Exercise requirements:
Filter the data for "instance" and copy matching lines.

[[ Records to use, beginning ]]

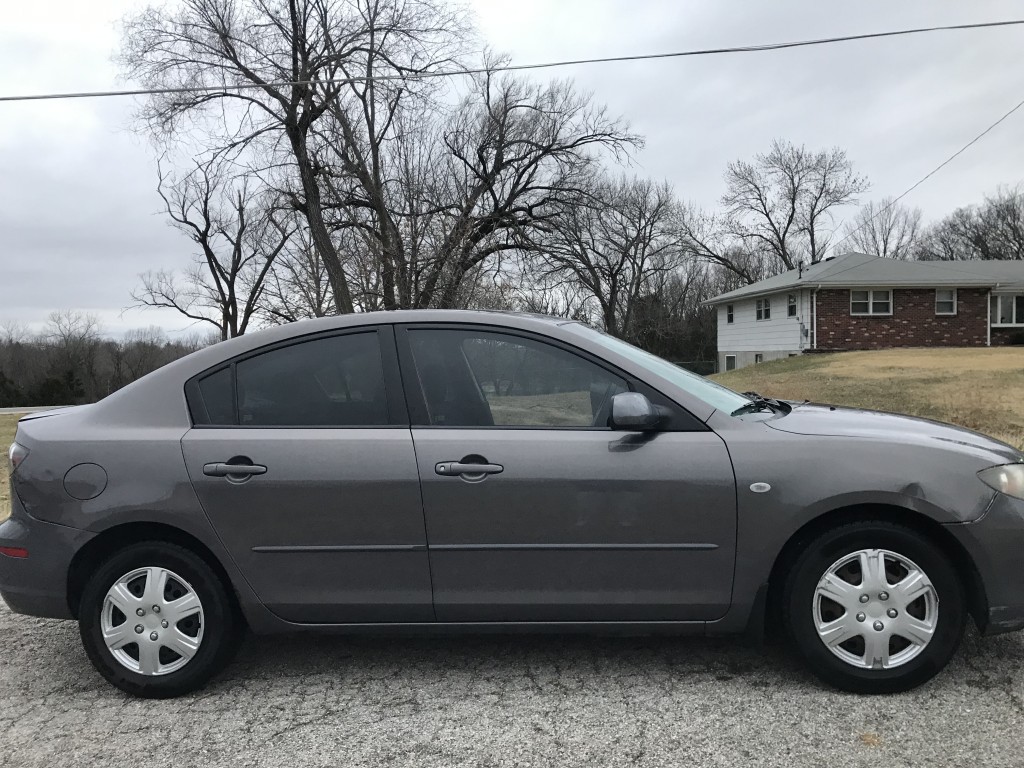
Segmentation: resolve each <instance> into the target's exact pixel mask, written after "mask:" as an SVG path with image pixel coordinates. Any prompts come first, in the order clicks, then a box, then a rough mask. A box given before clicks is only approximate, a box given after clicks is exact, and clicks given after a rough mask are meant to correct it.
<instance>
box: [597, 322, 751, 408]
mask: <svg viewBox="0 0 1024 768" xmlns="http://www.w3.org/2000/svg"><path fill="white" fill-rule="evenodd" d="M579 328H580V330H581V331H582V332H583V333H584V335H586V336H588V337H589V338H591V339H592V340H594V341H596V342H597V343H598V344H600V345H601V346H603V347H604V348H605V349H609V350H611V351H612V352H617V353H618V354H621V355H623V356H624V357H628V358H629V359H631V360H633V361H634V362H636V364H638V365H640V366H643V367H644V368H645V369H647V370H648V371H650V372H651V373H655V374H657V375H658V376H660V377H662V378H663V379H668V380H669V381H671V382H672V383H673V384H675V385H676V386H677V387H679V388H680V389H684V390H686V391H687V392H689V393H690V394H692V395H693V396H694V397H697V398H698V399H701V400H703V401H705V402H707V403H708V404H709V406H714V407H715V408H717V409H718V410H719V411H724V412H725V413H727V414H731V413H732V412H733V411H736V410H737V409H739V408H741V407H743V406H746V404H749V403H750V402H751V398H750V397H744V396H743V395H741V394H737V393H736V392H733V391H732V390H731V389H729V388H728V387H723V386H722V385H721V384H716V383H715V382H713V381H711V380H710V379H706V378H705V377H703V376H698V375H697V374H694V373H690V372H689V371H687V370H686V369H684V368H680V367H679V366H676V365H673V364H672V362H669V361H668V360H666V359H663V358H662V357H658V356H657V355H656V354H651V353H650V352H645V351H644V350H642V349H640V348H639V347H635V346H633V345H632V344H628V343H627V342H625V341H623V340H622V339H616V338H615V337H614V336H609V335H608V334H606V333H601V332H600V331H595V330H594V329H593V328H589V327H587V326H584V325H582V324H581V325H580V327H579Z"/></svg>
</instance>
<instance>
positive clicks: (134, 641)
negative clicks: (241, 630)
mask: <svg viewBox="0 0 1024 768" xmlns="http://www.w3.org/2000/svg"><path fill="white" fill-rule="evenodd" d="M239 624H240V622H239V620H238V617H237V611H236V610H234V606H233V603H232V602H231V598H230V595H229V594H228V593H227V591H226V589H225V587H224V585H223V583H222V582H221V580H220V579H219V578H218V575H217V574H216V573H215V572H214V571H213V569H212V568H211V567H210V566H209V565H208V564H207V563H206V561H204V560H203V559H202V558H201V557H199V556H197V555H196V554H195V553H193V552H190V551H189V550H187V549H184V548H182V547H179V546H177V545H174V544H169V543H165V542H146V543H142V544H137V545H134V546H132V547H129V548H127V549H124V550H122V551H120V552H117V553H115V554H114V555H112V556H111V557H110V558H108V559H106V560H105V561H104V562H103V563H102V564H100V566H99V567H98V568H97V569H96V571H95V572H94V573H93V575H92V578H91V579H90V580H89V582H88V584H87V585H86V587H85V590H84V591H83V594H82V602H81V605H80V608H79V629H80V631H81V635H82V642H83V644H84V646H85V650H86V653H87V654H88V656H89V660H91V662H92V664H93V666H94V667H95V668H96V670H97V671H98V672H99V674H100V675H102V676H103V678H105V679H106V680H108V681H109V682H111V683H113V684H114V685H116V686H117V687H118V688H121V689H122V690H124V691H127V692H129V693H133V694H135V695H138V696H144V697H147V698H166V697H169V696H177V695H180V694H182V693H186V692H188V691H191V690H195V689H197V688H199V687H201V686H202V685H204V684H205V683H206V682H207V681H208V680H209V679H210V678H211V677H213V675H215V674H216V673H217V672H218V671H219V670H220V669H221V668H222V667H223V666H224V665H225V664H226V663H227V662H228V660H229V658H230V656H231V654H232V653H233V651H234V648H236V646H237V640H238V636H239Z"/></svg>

[[ Records to use, end ]]

Answer to the exercise:
Segmentation: resolve each <instance> into the target's exact pixel mask, written after "mask:" as an SVG path with image pixel coordinates. Any prompts come first, in the order clicks, then a box, then a rough mask. A box given before clicks is only approximate, a box given after clicks is exact, and clicks given after a rough mask are meant to correct it.
<instance>
</instance>
<instance>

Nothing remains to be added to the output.